阅读摘录:
___
Bootstrapping in FHEW-like Cryptosystems 是 OpenFHE 中 BinFHE 实现的主要参考论文。主要贡献在于实现了 TFHE 的同态标准化变体，即将 TFHE 的私钥采样范围从 binary $\{0,1\}$ 扩展到任意采样范围，比如 ternary $\{0,1,-1\}$ ，以及对比了 FHEW 、 TFHE 在私钥采样范围相同时，评估二者的 bootstrapping 速度、bootstrapping key size 等参数。

Basic Ring LWE

Annotations

Let $R=\mathbb{Z}[X] /\left(X^n+1\right)$ be the $2 n$ th cyclotomic ring, for $n=2^k$ , and $R_q=R / q R \equiv \mathbb{Z}_q[X] /\left(X^n+1\right)$ . We identify ring elements with the corresponding coefficient vectors in $\mathbb{Z}^n$ and $\mathbb{Z}_q^n$ .
Encoding of $m$ in MSB : encode $m \in R_t$ as $\tilde{m}=(q / t) m$ .
___
所给数据:
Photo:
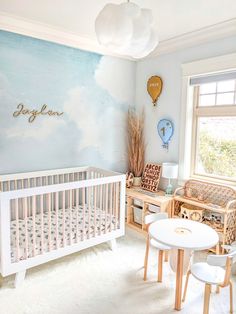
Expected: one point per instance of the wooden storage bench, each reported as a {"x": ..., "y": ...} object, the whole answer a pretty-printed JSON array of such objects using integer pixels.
___
练习要求: 请从这段关于 FHEW 类密码系统自举的摘录的最后一句之后接着往下写。 这些数据另有出处，与摘录无关。

回答:
Decoding arbitrary $x$ :
$f(x)=\lfloor(t / q) x\rceil \quad(\bmod t)$
Basic Ring LWE symmetric encryption of (the encoding of) a message $\tilde{m} \in R_q$ under key $s \in R$ as：
$\operatorname{RLWE}_s(\tilde{m})=(a, a s+e+\tilde{m})$
where $a \leftarrow R_q$ is chosen uniformly at random, and $e \leftarrow \chi_\sigma^n$ is chosen from a discrete Gaussian distribution of parameter $\sigma$ . Also marked as $\operatorname{RLWE}_s(\tilde{m} ; a, e)$ or $\operatorname{RLWE}_s(\tilde{m} ; e)$
Decryption of Ring LWE ：
$\operatorname{RLWE}_s^{-1}(a, b)=b-a s=\tilde{m}+e$
Homomorphic multiplication operation (allowed only when d is small)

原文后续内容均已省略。